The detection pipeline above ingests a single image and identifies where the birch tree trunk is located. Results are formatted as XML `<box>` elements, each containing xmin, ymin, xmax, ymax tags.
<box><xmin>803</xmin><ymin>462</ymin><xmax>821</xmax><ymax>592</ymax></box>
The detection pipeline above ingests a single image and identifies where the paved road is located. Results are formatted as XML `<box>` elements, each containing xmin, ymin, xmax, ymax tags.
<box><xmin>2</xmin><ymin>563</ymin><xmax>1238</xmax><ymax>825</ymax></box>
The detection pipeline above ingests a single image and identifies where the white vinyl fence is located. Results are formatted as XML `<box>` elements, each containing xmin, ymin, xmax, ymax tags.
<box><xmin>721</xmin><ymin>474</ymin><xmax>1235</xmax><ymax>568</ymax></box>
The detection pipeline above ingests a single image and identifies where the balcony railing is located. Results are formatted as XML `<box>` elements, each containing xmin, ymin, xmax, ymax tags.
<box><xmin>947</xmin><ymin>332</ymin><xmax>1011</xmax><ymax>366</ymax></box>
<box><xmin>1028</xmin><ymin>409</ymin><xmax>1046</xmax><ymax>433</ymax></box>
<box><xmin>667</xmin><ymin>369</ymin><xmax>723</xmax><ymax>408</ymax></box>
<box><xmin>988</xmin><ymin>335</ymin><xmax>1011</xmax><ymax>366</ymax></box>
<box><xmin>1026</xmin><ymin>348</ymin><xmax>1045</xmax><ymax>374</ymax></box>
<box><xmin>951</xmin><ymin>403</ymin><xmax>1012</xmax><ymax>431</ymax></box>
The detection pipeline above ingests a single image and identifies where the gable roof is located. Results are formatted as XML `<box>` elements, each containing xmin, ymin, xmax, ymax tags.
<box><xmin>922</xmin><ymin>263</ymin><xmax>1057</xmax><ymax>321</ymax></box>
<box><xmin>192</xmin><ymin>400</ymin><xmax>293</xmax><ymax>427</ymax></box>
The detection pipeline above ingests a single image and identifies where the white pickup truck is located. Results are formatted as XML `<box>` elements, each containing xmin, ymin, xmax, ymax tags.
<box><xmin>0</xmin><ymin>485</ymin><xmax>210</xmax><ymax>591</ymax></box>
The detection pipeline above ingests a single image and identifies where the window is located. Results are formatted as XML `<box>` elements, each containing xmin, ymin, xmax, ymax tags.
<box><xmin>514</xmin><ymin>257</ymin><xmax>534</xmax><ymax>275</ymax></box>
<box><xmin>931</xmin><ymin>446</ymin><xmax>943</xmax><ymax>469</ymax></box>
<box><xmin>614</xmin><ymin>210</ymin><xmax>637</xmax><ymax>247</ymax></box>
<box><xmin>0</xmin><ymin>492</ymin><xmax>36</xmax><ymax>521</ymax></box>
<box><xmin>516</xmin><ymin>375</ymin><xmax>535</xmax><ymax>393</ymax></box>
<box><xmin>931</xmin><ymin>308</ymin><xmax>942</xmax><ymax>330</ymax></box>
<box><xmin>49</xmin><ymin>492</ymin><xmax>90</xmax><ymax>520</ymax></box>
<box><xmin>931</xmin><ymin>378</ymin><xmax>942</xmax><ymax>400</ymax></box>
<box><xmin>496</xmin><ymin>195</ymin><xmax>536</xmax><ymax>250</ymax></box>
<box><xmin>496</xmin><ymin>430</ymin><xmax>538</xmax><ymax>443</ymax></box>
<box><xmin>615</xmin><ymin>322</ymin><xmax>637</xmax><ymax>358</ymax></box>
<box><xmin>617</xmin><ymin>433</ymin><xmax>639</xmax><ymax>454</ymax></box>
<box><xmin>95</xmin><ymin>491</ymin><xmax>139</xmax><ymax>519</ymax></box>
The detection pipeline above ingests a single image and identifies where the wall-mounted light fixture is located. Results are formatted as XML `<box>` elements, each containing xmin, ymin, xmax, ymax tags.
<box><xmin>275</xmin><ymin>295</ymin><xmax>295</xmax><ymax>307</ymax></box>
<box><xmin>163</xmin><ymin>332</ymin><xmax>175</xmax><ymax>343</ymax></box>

- - -

**Exercise details:** Word for word, repeat every record.

**Exercise result:**
The detection pipeline above ingests a single image and identifies where the birch tree trunk is located. Results are formatted as XML `<box>` elements, each containing xmin, ymin, xmax, ymax tags.
<box><xmin>803</xmin><ymin>462</ymin><xmax>821</xmax><ymax>592</ymax></box>
The detection pipeline above ingests a single image and identifies where the paved road is located. Results are formatted as XML `<box>` elements, each containing xmin, ymin, xmax, ymax tags.
<box><xmin>2</xmin><ymin>563</ymin><xmax>1238</xmax><ymax>825</ymax></box>
The detection pipeline above ingests a single image and identifies where the white vinyl fence is located. Results are formatted as XML `<box>` elements, each containing xmin, ymin, xmax, ymax tags.
<box><xmin>721</xmin><ymin>474</ymin><xmax>1235</xmax><ymax>568</ymax></box>
The detection pipeline above ingests a single image and identifies where the balcony railing is located. Results are formatted as XML `<box>` elements, each containing xmin, ymin, xmax, ymax tags.
<box><xmin>947</xmin><ymin>332</ymin><xmax>1011</xmax><ymax>366</ymax></box>
<box><xmin>1028</xmin><ymin>409</ymin><xmax>1046</xmax><ymax>433</ymax></box>
<box><xmin>667</xmin><ymin>369</ymin><xmax>723</xmax><ymax>408</ymax></box>
<box><xmin>988</xmin><ymin>335</ymin><xmax>1011</xmax><ymax>366</ymax></box>
<box><xmin>1026</xmin><ymin>348</ymin><xmax>1045</xmax><ymax>374</ymax></box>
<box><xmin>951</xmin><ymin>403</ymin><xmax>1012</xmax><ymax>431</ymax></box>
The detection pipeline above ingests a single image and identifies where the gable roof is located. Results are formatted as XML `<box>` elements, each containing xmin, ymin, xmax, ymax tags.
<box><xmin>922</xmin><ymin>263</ymin><xmax>1057</xmax><ymax>321</ymax></box>
<box><xmin>192</xmin><ymin>400</ymin><xmax>293</xmax><ymax>427</ymax></box>
The detection pipeline above ingests a single image and identifies where the white pickup truck is located. Results are formatted as XML `<box>` elements, each containing xmin, ymin, xmax, ymax tags.
<box><xmin>0</xmin><ymin>485</ymin><xmax>210</xmax><ymax>591</ymax></box>
The detection pipeline above ingests a single image and identifies where the window is located. Results are formatted as XML `<box>` elements, each containing xmin, ymin, xmax, ymax tags.
<box><xmin>514</xmin><ymin>257</ymin><xmax>534</xmax><ymax>275</ymax></box>
<box><xmin>931</xmin><ymin>446</ymin><xmax>943</xmax><ymax>469</ymax></box>
<box><xmin>614</xmin><ymin>210</ymin><xmax>637</xmax><ymax>247</ymax></box>
<box><xmin>0</xmin><ymin>492</ymin><xmax>36</xmax><ymax>521</ymax></box>
<box><xmin>516</xmin><ymin>375</ymin><xmax>535</xmax><ymax>393</ymax></box>
<box><xmin>931</xmin><ymin>308</ymin><xmax>942</xmax><ymax>330</ymax></box>
<box><xmin>49</xmin><ymin>492</ymin><xmax>90</xmax><ymax>520</ymax></box>
<box><xmin>931</xmin><ymin>378</ymin><xmax>942</xmax><ymax>400</ymax></box>
<box><xmin>496</xmin><ymin>195</ymin><xmax>536</xmax><ymax>250</ymax></box>
<box><xmin>496</xmin><ymin>430</ymin><xmax>538</xmax><ymax>443</ymax></box>
<box><xmin>615</xmin><ymin>322</ymin><xmax>637</xmax><ymax>358</ymax></box>
<box><xmin>617</xmin><ymin>433</ymin><xmax>639</xmax><ymax>454</ymax></box>
<box><xmin>95</xmin><ymin>491</ymin><xmax>139</xmax><ymax>519</ymax></box>
The detection pipeline above ingests a single image and identifies where the wall-mounted light fixture is located. Results are formatted as XML `<box>` elements, each containing xmin, ymin, xmax, ymax tags.
<box><xmin>275</xmin><ymin>295</ymin><xmax>295</xmax><ymax>307</ymax></box>
<box><xmin>163</xmin><ymin>332</ymin><xmax>175</xmax><ymax>343</ymax></box>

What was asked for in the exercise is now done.